__What the exercise asks__:
All lines between the start of the listing below and the line containing "x=287 y=326", inclusive, must be repeated exactly.

------ Raw data

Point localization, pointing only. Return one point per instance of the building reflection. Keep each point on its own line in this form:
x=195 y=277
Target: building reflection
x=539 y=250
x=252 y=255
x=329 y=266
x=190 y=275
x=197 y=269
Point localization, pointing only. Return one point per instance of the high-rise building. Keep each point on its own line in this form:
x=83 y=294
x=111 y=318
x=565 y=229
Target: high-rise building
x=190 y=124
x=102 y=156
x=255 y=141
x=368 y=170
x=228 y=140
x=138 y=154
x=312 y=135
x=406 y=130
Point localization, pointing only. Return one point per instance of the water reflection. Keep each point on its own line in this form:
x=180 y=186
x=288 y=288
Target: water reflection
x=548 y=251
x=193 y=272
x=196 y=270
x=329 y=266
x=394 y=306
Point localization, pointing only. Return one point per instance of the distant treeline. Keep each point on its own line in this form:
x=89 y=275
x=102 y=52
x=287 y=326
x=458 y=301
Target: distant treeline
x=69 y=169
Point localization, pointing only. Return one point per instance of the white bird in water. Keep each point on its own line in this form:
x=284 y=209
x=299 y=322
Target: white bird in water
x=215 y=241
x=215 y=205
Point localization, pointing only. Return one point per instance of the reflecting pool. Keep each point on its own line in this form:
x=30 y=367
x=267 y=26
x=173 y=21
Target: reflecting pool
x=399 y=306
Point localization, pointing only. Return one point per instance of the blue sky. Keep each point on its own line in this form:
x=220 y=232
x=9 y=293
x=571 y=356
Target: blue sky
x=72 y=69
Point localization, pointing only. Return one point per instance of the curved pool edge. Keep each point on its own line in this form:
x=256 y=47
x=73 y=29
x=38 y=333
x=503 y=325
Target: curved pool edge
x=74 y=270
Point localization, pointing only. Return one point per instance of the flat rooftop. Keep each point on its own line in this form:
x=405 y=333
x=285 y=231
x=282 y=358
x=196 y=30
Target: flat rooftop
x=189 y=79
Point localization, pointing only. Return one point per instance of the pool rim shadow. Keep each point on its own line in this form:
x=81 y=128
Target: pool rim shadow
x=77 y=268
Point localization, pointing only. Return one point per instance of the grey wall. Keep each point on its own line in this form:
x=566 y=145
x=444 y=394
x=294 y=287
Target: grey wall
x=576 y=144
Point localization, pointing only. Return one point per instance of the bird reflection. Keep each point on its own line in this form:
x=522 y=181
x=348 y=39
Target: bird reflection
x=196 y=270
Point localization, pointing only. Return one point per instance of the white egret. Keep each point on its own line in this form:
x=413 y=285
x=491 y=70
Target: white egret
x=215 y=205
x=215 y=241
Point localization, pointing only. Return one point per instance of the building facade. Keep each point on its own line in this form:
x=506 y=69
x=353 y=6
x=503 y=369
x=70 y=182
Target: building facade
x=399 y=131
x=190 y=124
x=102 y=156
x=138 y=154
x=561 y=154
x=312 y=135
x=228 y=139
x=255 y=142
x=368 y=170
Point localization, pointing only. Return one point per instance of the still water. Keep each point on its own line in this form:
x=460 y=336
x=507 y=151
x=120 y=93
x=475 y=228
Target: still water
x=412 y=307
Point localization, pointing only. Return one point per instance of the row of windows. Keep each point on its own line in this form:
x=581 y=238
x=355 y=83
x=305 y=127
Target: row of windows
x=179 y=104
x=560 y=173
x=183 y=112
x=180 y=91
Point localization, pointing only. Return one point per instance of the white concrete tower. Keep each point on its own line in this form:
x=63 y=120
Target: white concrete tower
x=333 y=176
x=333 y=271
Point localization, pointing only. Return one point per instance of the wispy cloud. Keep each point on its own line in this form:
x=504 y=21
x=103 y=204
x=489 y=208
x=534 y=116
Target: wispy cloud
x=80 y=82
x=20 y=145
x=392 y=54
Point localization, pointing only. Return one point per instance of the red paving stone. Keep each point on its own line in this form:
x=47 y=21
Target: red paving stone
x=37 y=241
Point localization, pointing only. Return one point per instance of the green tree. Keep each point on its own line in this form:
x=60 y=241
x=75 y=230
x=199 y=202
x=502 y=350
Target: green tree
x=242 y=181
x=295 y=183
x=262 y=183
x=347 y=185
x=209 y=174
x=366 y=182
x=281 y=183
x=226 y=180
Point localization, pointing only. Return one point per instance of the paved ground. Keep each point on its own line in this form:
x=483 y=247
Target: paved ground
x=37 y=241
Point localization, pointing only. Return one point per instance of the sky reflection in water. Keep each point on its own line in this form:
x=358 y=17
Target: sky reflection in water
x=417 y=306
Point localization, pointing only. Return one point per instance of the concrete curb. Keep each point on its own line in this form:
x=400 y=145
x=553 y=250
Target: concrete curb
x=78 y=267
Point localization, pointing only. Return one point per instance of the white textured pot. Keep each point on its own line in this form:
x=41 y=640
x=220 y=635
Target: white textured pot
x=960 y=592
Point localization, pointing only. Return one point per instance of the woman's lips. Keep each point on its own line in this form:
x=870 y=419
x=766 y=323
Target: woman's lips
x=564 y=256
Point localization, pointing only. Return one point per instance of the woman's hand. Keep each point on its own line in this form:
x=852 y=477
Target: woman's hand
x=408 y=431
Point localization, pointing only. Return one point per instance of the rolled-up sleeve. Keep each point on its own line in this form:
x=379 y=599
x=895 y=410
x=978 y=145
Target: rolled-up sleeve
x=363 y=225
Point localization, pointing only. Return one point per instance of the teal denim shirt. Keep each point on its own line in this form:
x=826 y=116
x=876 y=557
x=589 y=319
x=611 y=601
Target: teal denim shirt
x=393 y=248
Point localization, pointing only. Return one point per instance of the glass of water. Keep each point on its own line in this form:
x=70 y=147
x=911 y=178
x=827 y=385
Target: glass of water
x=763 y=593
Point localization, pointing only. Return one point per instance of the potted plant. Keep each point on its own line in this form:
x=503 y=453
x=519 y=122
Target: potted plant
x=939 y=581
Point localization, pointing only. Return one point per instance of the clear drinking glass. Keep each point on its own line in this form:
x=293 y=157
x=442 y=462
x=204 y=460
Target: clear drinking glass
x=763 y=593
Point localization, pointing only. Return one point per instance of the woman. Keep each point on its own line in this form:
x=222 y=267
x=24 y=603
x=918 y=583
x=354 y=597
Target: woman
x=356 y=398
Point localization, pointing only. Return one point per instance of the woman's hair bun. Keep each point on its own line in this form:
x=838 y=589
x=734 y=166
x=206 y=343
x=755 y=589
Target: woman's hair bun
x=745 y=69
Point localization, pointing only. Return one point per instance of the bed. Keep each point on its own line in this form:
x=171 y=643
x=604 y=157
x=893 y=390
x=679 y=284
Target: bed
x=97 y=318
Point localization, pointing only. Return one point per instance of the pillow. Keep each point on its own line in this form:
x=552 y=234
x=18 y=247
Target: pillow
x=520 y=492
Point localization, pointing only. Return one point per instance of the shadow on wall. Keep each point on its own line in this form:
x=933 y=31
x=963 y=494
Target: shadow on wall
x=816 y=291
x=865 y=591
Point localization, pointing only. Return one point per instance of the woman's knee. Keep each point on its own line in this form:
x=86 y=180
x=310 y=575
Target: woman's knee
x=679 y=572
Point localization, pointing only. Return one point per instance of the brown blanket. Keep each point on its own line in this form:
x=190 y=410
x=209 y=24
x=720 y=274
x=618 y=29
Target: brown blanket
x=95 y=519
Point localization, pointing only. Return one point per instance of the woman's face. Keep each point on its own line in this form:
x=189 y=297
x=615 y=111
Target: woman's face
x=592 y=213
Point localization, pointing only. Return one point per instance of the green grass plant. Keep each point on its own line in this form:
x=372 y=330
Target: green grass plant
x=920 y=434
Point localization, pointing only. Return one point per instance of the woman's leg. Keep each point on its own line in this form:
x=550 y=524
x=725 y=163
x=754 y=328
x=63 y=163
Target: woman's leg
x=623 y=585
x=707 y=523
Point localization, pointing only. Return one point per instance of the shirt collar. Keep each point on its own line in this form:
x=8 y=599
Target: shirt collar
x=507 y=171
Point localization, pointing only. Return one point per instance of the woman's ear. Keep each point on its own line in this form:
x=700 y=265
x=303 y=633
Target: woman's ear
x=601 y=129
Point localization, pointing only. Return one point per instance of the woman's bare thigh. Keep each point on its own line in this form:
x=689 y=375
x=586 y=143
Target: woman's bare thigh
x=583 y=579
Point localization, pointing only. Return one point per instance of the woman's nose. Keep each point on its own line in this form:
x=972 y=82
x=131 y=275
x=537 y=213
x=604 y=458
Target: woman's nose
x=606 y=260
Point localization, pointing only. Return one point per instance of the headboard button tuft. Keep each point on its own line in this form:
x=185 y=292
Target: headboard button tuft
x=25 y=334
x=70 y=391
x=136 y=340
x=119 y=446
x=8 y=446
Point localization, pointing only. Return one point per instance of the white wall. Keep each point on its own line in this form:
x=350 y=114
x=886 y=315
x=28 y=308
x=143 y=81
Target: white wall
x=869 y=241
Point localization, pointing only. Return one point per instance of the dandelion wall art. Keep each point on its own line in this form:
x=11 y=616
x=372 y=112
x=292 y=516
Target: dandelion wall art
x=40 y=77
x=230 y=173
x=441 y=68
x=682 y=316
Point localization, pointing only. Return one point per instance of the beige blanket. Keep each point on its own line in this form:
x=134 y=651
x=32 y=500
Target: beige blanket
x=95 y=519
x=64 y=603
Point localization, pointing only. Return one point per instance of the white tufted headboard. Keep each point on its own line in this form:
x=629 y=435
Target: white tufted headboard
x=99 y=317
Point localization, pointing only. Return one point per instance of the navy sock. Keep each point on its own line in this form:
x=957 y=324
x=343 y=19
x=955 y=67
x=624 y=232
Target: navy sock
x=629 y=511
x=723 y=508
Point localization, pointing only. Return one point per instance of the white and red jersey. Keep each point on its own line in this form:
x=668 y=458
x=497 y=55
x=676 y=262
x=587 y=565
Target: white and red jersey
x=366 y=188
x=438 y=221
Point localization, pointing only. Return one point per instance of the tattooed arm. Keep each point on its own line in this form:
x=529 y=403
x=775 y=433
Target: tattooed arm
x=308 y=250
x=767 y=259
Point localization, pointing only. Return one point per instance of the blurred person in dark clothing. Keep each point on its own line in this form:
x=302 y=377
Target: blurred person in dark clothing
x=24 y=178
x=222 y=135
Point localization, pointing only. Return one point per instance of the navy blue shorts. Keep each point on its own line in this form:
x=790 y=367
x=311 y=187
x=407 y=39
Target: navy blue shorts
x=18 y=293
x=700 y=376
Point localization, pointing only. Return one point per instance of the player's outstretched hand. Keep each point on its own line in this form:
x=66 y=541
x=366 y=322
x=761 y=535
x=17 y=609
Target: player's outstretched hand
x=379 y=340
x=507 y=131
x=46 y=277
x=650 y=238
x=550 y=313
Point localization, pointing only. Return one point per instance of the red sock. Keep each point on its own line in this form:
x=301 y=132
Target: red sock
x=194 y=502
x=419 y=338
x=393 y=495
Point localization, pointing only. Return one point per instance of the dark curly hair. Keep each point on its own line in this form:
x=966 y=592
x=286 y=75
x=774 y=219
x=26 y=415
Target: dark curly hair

------------

__Task response__:
Point localization, pointing only. Return one point per instance of the building reflection. Keep each point on its own line in this form:
x=195 y=277
Target: building reflection
x=539 y=250
x=252 y=255
x=329 y=266
x=190 y=275
x=197 y=269
Point localization, pointing only. Return one point per instance of the high-rise building. Keep each point on its own line in this form:
x=83 y=294
x=111 y=318
x=565 y=229
Target: high-rise building
x=190 y=124
x=102 y=156
x=255 y=141
x=368 y=170
x=228 y=140
x=138 y=154
x=312 y=135
x=406 y=130
Point localization, pointing only. Return one point per instance of the water reflection. Keep each point on its own line in this form:
x=180 y=186
x=288 y=288
Target: water reflection
x=548 y=251
x=193 y=272
x=196 y=270
x=329 y=266
x=394 y=306
Point localization, pointing only. Return one point per instance of the distant treeline. Keep each point on its own line in this form:
x=89 y=275
x=102 y=52
x=287 y=326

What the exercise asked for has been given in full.